Kristin, lovely lovely lovely. But one thing:
if I poured through his textbooks
Is that "pored"?
Mal ,'Bushwhacked'
A place for Buffistas to discuss, beta and otherwise deal and dish on their non-fan fiction projects.
Kristin, lovely lovely lovely. But one thing:
if I poured through his textbooks
Is that "pored"?
Is that "pored"?
um. yes.
oops! I would like to say it was a clever metaphor, but no, just a typo.
In the spirit of the drabbles, I got it down to exactly 100 words and fixed that typo! Here's version 2 and all done for now:
My Father’s Silence
There is something essential
about my father’s silence.
I have heard him recite Chaucer
from memory, his tongue curls round
whan Zephayrus eke with his swete brethe
inspired hath in every holt and heath…
The words come easy,
natural.
But
simple words,
get caught in lips pressed
suddenly together
I
me
my
cannot escape;
he has a terrible aversion
to first person.
I wonder if he would answer
if I asked in Middle English,
if I pored through his textbooks
to translate each word,
to ask in a language he speaks:
Who are you?
Speak to me.
Heh. I did wonder, there...(about pour-pore)
Oh, Kristin - that second version is so damned crisp, it's a killer. Clean, and without an excess word in there.
Beautiful.
Thanks Deb! I'm much happier with it now.
Catching up...
The last thing she remembered hearing was a crackle, a spitting, something that might have been firecrackers. They were distant, then not so distant, then closeby.

Stored items:
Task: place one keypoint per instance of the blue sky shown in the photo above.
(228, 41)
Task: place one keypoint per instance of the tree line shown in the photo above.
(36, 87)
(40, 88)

About this task = Print the part of the forum thread above from "oops! I would" up to and including "my father’s silence.", word for word.

Result =
oops! I would like to say it was a clever metaphor, but no, just a typo.
In the spirit of the drabbles, I got it down to exactly 100 words and fixed that typo! Here's version 2 and all done for now:
My Father’s Silence
There is something essential
about my father’s silence.